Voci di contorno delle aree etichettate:

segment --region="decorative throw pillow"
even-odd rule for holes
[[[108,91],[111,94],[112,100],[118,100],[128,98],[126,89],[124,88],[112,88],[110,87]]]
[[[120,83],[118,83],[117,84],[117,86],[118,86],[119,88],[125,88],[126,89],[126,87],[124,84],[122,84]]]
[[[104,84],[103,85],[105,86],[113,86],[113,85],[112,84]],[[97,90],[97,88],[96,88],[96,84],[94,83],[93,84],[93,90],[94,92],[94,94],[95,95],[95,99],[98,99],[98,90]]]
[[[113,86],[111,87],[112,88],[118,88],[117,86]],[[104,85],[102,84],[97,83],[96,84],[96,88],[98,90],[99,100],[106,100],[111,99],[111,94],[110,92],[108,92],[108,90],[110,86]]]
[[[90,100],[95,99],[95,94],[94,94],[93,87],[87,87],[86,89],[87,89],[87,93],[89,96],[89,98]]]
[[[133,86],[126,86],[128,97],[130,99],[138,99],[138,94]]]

● Requisiti del problema:
Ripeti l'intero elenco riportato sopra, riga per riga, senza alcuna modifica.

● Output dell'esercizio:
segment --region="decorative throw pillow"
even-odd rule for holes
[[[108,91],[111,94],[112,100],[118,100],[128,98],[126,89],[124,88],[112,88],[110,87]]]
[[[120,83],[118,83],[117,84],[117,86],[118,86],[119,88],[125,88],[126,89],[126,87],[124,84],[122,84]]]
[[[104,84],[103,85],[105,86],[113,86],[113,85],[112,84]],[[97,90],[97,88],[96,88],[96,84],[94,83],[93,84],[93,90],[94,92],[94,94],[95,95],[95,99],[98,99],[98,90]]]
[[[113,86],[111,87],[112,88],[118,88],[117,86]],[[104,85],[102,84],[97,83],[96,84],[96,88],[98,90],[99,100],[106,100],[111,99],[111,94],[110,92],[108,92],[108,90],[110,86]]]
[[[90,100],[95,99],[95,94],[94,94],[93,87],[87,87],[86,89],[87,89],[87,93],[89,96],[89,98]]]
[[[133,86],[126,86],[128,97],[130,99],[138,99],[138,94]]]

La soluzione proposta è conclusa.